• **必須課題**:
- A) 次の(i)〜(iii)が『街場の教育論』の感想文の内容と合っているかを「はい」か「いいえ」で答え、判断の決め手となる本文の語句をそのまま引用してください。(i) 『昭和のエートス』は正月の2日間で読み終えた。(ii) 筆者は、大学そのものをネットだけで運営することに無理はないと考えている。(iii) サイバー大学のように大学教育そのものをネットで済ませる例は、よくある話だとされている。
- B) 『街場の教育論』の感想文を、最後の文に続けて書き継いでください。

この年末年始に読んでいた本は、内田先生の次の2冊の本であった。
『昭和のエートス』バジリコ
『街場の教育論』ミシマ社
『昭和のエートス』の方は昭和回顧の内容で、正月2日間で読み終わり。で、次に『街場の教育論』を読んだ。
『街場の教育論』は内容が深い。かなり、いろいろなことを考える。いわゆる、今の教育というか、教育へのビジネスメソッドの導入や就職予備校、専門学校化する今の大学に対して、なんか変だよなあと漠然と思っていたことが、この漠として感じる、そうしたものへの違和感は、こういうわけだったのかと納得できる。理想の大学空間は、学園漫画の『ハチミツとクローバー』と『もやしもん』で、今の大学生活はこうではなくなってしまったと書いてあるが、今の大学生も、まあ似たような暮らしをしているんじゃないかと思う。このへん、よくわからん。ワタシも含めて、オジサン的年代以上の人々が、過ぎし昔の大学生活を想うと、戦前の旧制高校の寮生活のようなイメージを回顧するのは、おきまりのパターンというか。今の大学生にはネットもあるし、そうそう「戦前の旧制高校の寮生活のような」ものとかけ離れてとも思えない。むしろ、そうであるのに、人生設計と目的意識をもって、就職のことを意識して、将来役に立つことを勉強せよと言う側がおかしい。
ネットでの教育では、これから学ぶものについて、まだわけのわからない者どおしが、キャンバスの中で、みんなでなんだかわけのわからないものに巻き込まれていくことによって学んでいく、ということができない、ということはまったくその通りであって、大学そのものをネットオンリーでやるのは無理があるだろう。しかしながら、ネットでの大学教育は、大学での専門教育を支援するものであって、むしろ大学を卒業した者が、もう一度、大学を授業を受けるというものだ。サイバー大学のような、大学教育そのものをネットですませるというのは稀な話である。大学教育におけるIT技術の活用というのは、もっといろいろな側面があります、とワタシは内田センセーに言いたいが、この本はそういう本ではないし。

• **収集資料**:
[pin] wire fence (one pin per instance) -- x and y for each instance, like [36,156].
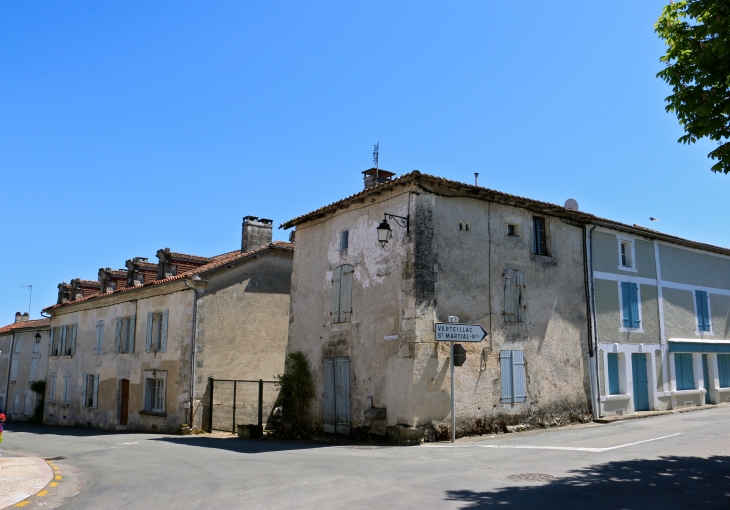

• **解答一覧**:
- A)
(i) はい。「正月2日間で読み終わり」
(ii) いいえ。「大学そのものをネットオンリーでやるのは無理があるだろう」
(iii) いいえ。「大学教育そのものをネットですませるというのは稀な話である」

- B)
内田先生は、フランス文学の先生なので、この本に書かれている大学教育は文学部文学科的な気がしないでもない。経済学部とか経営学部とか、理学部とか医学部とか工学部とかであると、また違う考え方もあるであろう。もちろん、だからどうということではない。
教育制度というものは、実際のところ、いつの時代においても数多くの問題を抱えている。そして、そうした「数多くの問題を抱えていた」中学校や高校に、自分も生徒として、そこにいた時のことを思うと、楽しかった。しかし、だからといって、教育が今の姿でいいとも思えず。ようは、「数多くの問題を抱えていた」教育制度であっても、その当事者たちは、それなりにやっていますということなのだろう。教育改革とは、そうしたものを改革するということであって、内田先生も書いている通り、行いながら改革をするというものなのだ。教育に問題があるので、一度、教育をストップして、メンテナンスします、ということができない。このへんに、教育問題のややこしさがある。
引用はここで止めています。